Stored entries.
## Begin

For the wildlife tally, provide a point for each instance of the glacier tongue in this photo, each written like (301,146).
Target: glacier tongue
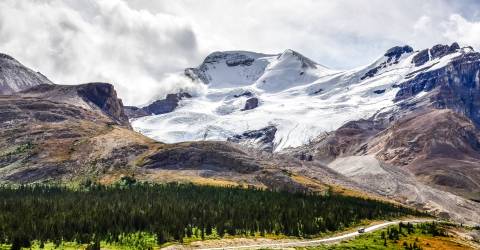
(301,98)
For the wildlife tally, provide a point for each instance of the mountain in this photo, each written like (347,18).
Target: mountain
(404,126)
(302,99)
(15,77)
(403,129)
(72,133)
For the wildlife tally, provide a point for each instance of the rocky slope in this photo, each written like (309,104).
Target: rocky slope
(404,126)
(15,77)
(45,140)
(70,133)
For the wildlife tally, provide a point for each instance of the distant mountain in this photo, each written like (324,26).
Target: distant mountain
(302,99)
(70,133)
(405,125)
(15,77)
(404,128)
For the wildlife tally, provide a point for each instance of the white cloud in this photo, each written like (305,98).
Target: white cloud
(464,31)
(106,40)
(137,46)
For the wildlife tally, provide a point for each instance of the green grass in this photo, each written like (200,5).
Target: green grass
(420,236)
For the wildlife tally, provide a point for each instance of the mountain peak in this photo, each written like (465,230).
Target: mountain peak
(306,62)
(397,51)
(15,77)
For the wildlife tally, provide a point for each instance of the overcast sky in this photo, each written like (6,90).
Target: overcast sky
(138,44)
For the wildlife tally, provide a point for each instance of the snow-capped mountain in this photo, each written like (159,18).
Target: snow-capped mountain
(15,77)
(250,91)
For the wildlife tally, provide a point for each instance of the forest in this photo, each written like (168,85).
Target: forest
(171,212)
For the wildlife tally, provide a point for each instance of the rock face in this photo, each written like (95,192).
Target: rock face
(93,96)
(45,140)
(262,138)
(15,77)
(104,96)
(166,105)
(392,56)
(455,86)
(436,51)
(251,103)
(157,107)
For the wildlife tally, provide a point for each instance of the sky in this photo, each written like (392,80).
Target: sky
(141,45)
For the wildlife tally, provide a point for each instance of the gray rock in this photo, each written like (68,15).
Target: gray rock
(262,138)
(163,106)
(421,58)
(251,104)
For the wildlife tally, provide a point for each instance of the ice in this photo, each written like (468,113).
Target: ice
(301,98)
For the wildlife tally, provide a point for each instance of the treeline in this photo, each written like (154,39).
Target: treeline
(173,211)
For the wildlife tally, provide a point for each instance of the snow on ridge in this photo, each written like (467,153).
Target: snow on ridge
(301,98)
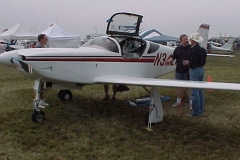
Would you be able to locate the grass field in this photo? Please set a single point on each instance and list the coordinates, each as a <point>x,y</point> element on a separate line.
<point>90,128</point>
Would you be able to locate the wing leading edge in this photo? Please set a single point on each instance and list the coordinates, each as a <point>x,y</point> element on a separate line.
<point>167,83</point>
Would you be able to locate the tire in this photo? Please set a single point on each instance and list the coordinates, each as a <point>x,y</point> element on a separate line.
<point>65,95</point>
<point>38,116</point>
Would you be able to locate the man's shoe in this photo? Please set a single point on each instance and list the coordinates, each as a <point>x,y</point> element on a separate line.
<point>113,99</point>
<point>107,97</point>
<point>43,103</point>
<point>175,104</point>
<point>190,106</point>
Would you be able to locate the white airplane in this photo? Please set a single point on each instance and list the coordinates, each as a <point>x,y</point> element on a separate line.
<point>120,58</point>
<point>227,47</point>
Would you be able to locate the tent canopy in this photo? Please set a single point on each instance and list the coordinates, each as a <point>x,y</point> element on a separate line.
<point>19,32</point>
<point>58,38</point>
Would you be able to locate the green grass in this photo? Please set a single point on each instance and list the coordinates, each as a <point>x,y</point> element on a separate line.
<point>90,128</point>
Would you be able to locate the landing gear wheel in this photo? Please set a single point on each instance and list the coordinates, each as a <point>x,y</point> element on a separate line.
<point>65,95</point>
<point>38,116</point>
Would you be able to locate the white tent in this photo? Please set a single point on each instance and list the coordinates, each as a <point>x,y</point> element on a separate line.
<point>19,32</point>
<point>58,38</point>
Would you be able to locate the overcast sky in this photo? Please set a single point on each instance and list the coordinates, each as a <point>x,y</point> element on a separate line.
<point>172,17</point>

## End

WHAT TO DO. Format the rows as a two-column CSV with the headers input and output, beginning at the line that has "Would you be able to locate the man's" and stopping after the line that has "<point>190,106</point>". Put the row's text under input and its answer under output, each in a single quoted field with line breaks turned into spaces.

THE COMPLETED TASK.
input,output
"Would you be able to locate the man's shoe in this photo? Please set a single point on each instance and list the coordinates, each as a <point>x,y</point> element on a separate line.","<point>113,99</point> <point>107,97</point> <point>43,103</point> <point>175,104</point> <point>190,106</point>"